**Teks yang Diberikan:**
◇ ◇ ◇ ◇ ◇ ◇ ◇

Susilo Bambang Yudhoyono membacakan sumpah jabatan pada acara pelantikan Presiden dan Wakil Presiden Republik Indonesia periode 2009-2014 dalam Sidang Paripurna MPR yang dipimpin Taufik Kiemas di Gedung Nusantara DPR, Senayan, Jakarta, Selasa (20/10). (Foto : Kompas/Alif Ichwan)***
Indonesia Melangkah Maju
Presiden Bertekad Kurangi Kemiskinan dan Tingkatkan Kesejahteraan Rakyat
JAKARTA - Presiden Susilo Bambang Yudhoyono mengingatkan rakyat Indonesia untuk terus melangkah maju, rukun, dan bersatu menghadapi tantangan pada masa mendatang. Bangsa Indonesia juga diminta tidak lemah, lalai, dan besar kepala menghadapi situasi dunia yang masih dilanda berbagai krisis.
”Ingat, pekerjaan besar kita masih belum selesai,” ujar Presiden Yudhoyono dalam pidatonya setelah dilantik bersama Wakil Presiden Boediono periode 2009-2014 dalam Sidang Paripurna MPR di Gedung MPR/ DPR, Senayan, Jakarta, Selasa (20/10).
Sidang Paripurna MPR dipimpin Ketua MPR Taufik Kiemas dan dihadiri 640 anggota MPR yang terdiri dari anggota DPR dan anggota Dewan Perwakilan Daerah.
Acara itu dihadiri Wakil Presiden Muhammad Jusuf Kalla, yang saat itu mengakhiri masa jabatannya, mantan Presiden BJ Habibie, mantan Wapres Try Sutrisno, dan sejumlah tamu khusus, seperti Perdana Menteri Australia Kevin Rudd, PM Timor Leste Jose Ramos Horta, PM Malaysia Tun Nadjib, dan utusan khusus negara sahabat lainnya.

◇ ◇ ◇ ◇ ◇ ◇ ◇

**Entri Data:**
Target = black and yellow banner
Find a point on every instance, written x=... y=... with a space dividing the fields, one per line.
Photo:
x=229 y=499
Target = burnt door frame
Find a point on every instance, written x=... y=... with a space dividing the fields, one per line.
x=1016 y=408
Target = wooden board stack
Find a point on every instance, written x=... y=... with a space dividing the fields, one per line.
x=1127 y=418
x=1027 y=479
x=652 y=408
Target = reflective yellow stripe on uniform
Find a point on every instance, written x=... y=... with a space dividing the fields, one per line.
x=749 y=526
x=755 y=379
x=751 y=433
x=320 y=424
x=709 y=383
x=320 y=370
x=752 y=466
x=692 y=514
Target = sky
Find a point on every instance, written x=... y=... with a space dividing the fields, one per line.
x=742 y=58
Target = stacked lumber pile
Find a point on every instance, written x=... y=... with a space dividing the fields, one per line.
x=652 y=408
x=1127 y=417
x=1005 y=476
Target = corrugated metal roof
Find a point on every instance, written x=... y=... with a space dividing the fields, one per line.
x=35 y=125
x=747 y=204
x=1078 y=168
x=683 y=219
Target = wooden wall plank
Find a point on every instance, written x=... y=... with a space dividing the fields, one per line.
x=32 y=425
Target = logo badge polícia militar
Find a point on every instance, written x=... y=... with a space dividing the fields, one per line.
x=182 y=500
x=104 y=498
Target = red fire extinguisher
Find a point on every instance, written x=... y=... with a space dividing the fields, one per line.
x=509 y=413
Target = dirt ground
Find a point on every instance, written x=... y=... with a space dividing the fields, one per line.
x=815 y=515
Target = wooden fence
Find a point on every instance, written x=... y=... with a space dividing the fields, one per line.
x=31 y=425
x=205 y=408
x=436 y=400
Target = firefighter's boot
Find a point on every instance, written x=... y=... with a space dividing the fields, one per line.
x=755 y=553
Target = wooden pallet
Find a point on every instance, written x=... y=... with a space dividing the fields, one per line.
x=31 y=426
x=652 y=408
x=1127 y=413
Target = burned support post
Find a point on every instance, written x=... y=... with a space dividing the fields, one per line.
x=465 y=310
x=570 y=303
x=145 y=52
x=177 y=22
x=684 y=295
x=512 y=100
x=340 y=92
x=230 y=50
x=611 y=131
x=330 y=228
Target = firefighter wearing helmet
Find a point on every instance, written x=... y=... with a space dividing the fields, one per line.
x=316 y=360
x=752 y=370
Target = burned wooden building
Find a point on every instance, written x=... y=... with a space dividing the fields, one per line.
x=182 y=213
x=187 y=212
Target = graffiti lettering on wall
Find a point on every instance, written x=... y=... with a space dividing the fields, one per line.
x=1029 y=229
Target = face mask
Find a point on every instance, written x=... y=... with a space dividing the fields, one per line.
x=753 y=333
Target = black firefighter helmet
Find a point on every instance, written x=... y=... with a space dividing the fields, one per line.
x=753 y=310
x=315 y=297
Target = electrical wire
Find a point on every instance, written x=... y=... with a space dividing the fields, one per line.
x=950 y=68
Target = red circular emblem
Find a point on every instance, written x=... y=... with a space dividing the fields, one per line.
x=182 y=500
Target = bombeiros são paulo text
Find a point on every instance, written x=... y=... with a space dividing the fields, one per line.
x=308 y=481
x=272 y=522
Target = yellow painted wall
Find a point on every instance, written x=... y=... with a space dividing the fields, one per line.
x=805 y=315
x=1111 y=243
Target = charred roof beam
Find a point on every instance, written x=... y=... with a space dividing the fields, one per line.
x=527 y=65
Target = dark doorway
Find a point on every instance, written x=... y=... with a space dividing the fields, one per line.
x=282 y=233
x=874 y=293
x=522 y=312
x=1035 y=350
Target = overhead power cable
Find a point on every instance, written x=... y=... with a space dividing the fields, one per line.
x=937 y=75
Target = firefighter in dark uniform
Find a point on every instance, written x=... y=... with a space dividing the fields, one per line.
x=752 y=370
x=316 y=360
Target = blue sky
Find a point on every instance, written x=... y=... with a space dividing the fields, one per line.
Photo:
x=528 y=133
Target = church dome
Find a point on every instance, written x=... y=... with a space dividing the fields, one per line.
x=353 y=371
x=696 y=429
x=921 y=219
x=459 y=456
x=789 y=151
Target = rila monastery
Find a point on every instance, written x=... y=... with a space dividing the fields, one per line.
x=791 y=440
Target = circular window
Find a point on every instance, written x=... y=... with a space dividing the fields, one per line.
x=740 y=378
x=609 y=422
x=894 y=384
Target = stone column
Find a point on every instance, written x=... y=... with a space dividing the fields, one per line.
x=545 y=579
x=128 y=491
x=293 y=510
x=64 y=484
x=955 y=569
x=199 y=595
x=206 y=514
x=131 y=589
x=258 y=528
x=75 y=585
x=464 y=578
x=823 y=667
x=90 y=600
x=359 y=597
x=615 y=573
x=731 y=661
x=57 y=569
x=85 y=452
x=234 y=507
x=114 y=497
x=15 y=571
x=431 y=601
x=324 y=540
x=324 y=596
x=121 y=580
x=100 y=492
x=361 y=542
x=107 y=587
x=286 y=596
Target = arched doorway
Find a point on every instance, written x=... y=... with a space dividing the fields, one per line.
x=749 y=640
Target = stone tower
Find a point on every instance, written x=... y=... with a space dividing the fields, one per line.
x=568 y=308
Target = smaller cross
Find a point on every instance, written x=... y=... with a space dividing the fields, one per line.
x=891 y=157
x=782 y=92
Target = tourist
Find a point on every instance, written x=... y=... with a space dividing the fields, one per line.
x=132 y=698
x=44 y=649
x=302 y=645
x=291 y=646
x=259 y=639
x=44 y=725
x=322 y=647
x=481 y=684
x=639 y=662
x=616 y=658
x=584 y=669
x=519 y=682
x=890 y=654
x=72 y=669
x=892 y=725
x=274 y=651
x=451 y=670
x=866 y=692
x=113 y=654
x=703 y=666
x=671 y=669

◇ ◇ ◇ ◇ ◇ ◇ ◇

**Permintaan 1:**
Salin dengan tepat bagian artikel pelantikan presiden mulai dari "Sidang Paripurna MPR dipimpin" sampai dengan "negara sahabat lainnya.".
**Permintaan 2:**
Teruskan artikel pelantikan presiden itu, dimulai setelah kalimat terakhirnya.
Materi tersebut berdiri sendiri dan tidak termasuk bagian dari artikel pelantikan presiden.

**Hasil Latihan 1:**
Sidang Paripurna MPR dipimpin Ketua MPR Taufik Kiemas dan dihadiri 640 anggota MPR yang terdiri dari anggota DPR dan anggota Dewan Perwakilan Daerah.
Acara itu dihadiri Wakil Presiden Muhammad Jusuf Kalla, yang saat itu mengakhiri masa jabatannya, mantan Presiden BJ Habibie, mantan Wapres Try Sutrisno, dan sejumlah tamu khusus, seperti Perdana Menteri Australia Kevin Rudd, PM Timor Leste Jose Ramos Horta, PM Malaysia Tun Nadjib, dan utusan khusus negara sahabat lainnya.

**Hasil Latihan 2:**
Dalam pidatonya, Presiden Yudhoyono memuji mantan Wapres Kalla yang telah menjalankan tugasnya dengan baik sehingga namanya akan dicatat dan dikenang sepanjang masa.
”Pekerjaan yang masih menjadi tantangan pada masa mendatang di antaranya krisis ekonomi dunia yang masih belum selesai dengan ditandai volume perdagangan dan arus investasi dunia yang belum pulih, juga fluktuasi harga minyak dunia,” ujarnya.
Menurut Presiden, bangsa Indonesia patut bersyukur dan berbesar hati. Di tengah gejolak dan krisis politik di sejumlah wilayah dunia, Indonesia tetap tegak dan tegar sebagai negara demokrasi yang makin kuat dan stabil. ”Bahkan, di tengah badai finansial dunia yang terjadi, bangsa Indonesia masih dapat menikmati pertumbuhan ekonomi positif. Di tengah maraknya konflik dan disintegrasi di sejumlah wilayah dunia lain, bangsa Indonesia justru rukun dan bersatu,” ujarnya.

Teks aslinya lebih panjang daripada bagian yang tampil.